Stated task ▸ Write out every one of the rows below verbatim, leaving the wording unchanged.

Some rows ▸
↓↓↓
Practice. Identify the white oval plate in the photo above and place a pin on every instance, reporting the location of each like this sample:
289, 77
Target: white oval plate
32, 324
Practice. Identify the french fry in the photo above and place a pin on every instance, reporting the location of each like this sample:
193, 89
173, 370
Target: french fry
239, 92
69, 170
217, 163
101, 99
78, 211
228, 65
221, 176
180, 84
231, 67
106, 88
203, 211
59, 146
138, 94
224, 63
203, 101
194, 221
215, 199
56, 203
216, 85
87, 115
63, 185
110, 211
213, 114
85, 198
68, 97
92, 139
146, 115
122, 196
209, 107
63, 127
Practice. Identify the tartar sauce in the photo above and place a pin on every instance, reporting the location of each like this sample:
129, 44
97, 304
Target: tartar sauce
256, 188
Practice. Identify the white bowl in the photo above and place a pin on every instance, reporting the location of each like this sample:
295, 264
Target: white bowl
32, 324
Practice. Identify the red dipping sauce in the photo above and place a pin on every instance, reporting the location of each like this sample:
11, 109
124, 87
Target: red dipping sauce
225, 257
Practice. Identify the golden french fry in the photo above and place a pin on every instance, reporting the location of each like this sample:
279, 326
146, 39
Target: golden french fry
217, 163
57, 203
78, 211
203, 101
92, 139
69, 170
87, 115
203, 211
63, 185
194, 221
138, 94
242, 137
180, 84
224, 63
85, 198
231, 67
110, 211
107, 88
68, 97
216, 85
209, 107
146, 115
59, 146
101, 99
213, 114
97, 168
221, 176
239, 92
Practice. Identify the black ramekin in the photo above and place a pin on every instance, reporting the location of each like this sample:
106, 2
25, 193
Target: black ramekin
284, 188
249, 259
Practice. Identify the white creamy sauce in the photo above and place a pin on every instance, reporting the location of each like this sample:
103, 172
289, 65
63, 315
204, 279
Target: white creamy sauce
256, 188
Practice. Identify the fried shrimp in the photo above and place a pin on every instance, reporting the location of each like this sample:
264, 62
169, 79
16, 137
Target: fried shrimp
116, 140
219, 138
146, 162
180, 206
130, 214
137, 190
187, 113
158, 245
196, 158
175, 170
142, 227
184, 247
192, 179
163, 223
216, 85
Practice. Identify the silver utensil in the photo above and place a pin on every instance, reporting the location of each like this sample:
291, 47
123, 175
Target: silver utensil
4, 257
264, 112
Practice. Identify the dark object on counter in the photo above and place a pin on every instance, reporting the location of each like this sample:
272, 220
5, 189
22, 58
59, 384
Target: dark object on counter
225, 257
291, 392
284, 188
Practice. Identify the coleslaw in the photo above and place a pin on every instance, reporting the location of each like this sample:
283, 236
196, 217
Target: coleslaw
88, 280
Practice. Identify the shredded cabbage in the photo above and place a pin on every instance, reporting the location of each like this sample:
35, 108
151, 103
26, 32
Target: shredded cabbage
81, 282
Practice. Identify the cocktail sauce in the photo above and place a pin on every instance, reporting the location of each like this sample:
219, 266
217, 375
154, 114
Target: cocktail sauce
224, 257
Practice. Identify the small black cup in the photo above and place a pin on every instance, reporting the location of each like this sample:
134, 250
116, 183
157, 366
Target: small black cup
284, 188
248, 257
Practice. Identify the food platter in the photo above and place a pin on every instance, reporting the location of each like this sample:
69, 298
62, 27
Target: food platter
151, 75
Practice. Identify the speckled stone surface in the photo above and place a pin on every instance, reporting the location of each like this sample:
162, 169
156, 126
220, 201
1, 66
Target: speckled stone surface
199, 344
↑↑↑
Exercise output ▸
Practice. Identify the white oval plate in the photo above and place a pin on every instance, reporting the location of each like this sample:
289, 77
Target: white oval plate
32, 324
Practice. Identify the french fry in the photo above and place a pin on every instance, reporting the location of each like this sample:
193, 89
173, 370
Target: french fry
239, 92
69, 170
217, 163
101, 99
78, 211
228, 65
221, 176
180, 84
231, 67
106, 88
203, 211
59, 146
138, 94
224, 63
203, 101
194, 221
215, 199
56, 203
216, 85
87, 115
63, 185
110, 211
213, 114
85, 198
68, 97
92, 139
146, 115
122, 196
209, 107
63, 127
Practice. Identify the tartar sauce in the photo above and place a pin on every instance, reporting the location of each like this sample:
129, 44
97, 304
Target: tartar sauce
256, 188
Practice. Identify the white bowl in the photo above and place a pin on every instance, reporting the location of each like this sample:
295, 264
Target: white bowl
32, 324
Practice. Identify the red dipping sauce in the photo above and place a pin on every instance, reporting the location of each like this sample:
11, 109
124, 87
Target: red dipping sauce
225, 257
Practice. Identify the golden french fry in the photo above and place a pin on every instance, reporting the location of each like this sample:
279, 326
146, 39
Target: golden french fry
217, 163
57, 203
78, 211
203, 101
92, 139
69, 170
87, 115
203, 211
63, 185
194, 221
138, 94
242, 137
180, 84
224, 63
85, 198
231, 67
110, 211
107, 88
68, 97
216, 85
209, 107
146, 115
59, 146
101, 99
213, 114
97, 168
221, 176
239, 92
Practice. Identify the black ramekin in the photo above and place a pin on every instance, reporting the location of each like this sample:
106, 2
25, 193
Target: black ramekin
284, 188
249, 259
Practice. Identify the white creamy sauce in the photo above and place a pin on every instance, reporting the location of each like this sample:
103, 172
289, 65
63, 315
204, 279
Target: white creamy sauce
256, 188
Practice. Identify the fried shrimp in the photo above and place a pin on every instance, reporting the location of each like this sample:
264, 62
169, 79
16, 137
Target: fried shrimp
116, 140
219, 138
146, 162
180, 206
130, 214
137, 190
187, 113
158, 245
196, 158
175, 170
142, 227
184, 247
192, 179
163, 223
216, 85
Practice. Identify the silver utensil in the photo above and place a pin on every instance, reporting the location of each like this sample:
291, 47
123, 175
Target: silver utensil
4, 257
264, 112
Practice. Identify the dark object on counter in the photo above and place a pin on every instance, reporting the location of each like this sample:
272, 220
5, 189
22, 58
59, 384
Target: dark object on counter
225, 257
291, 392
284, 188
Practice. Identify the coleslaw in the photo above and place a pin on every instance, reporting the location of each like this sample:
283, 236
196, 217
Target: coleslaw
88, 280
Practice. Identify the shredded cabbage in the photo above and place a pin on every instance, reporting the location of each like this sample:
35, 108
151, 103
26, 32
Target: shredded cabbage
81, 282
Practice. Identify the cocktail sauce in the photo above and place a pin on every instance, reporting the location of each like this sample:
219, 266
217, 375
154, 114
Target: cocktail sauce
224, 257
Practice. Identify the small black cup in the photo above and place a pin on every instance, reporting the location of each like this sample:
134, 250
116, 183
157, 366
Target: small black cup
284, 188
248, 257
Practice. Identify the food platter in the photo above and place a pin on every instance, reporting the location of each like this sample:
69, 298
62, 27
Target: food platter
151, 75
Practice. Identify the speckled stone surface in the photo above and place a pin on every instance, reporting the location of each like this sample:
162, 169
156, 126
220, 201
1, 66
Target: speckled stone surface
199, 344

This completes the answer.